What lines below include the string "blue"? Pick them out and copy them.

- [Exercise materials]:
☆ ☆ ☆ ☆ ☆
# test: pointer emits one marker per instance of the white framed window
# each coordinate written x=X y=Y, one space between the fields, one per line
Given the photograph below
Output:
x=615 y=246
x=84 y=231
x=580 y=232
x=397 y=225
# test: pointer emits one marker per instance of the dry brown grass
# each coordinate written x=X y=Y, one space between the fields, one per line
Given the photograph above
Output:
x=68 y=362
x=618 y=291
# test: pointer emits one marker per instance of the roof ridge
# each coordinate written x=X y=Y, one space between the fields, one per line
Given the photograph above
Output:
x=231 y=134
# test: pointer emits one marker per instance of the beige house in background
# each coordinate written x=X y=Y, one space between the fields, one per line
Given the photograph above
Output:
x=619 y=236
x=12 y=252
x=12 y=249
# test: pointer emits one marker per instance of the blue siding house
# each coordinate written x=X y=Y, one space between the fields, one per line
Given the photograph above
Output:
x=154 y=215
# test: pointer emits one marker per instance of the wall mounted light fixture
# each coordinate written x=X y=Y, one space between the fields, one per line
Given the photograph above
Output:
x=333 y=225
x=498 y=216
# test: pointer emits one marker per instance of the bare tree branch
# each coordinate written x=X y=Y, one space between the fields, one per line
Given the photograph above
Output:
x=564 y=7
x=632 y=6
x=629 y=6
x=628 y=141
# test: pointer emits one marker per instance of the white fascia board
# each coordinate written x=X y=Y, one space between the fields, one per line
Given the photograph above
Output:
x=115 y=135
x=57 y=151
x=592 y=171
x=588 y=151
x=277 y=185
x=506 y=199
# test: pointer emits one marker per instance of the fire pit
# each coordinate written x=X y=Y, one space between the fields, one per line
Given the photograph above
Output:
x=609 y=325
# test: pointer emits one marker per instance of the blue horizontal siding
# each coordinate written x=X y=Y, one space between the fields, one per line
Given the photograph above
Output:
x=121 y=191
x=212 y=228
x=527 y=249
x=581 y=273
☆ ☆ ☆ ☆ ☆
- [Answer to this problem]:
# test: pointer emits one marker per instance of the blue siding house
# test: pointer emits one marker per instance of the blue horizontal siding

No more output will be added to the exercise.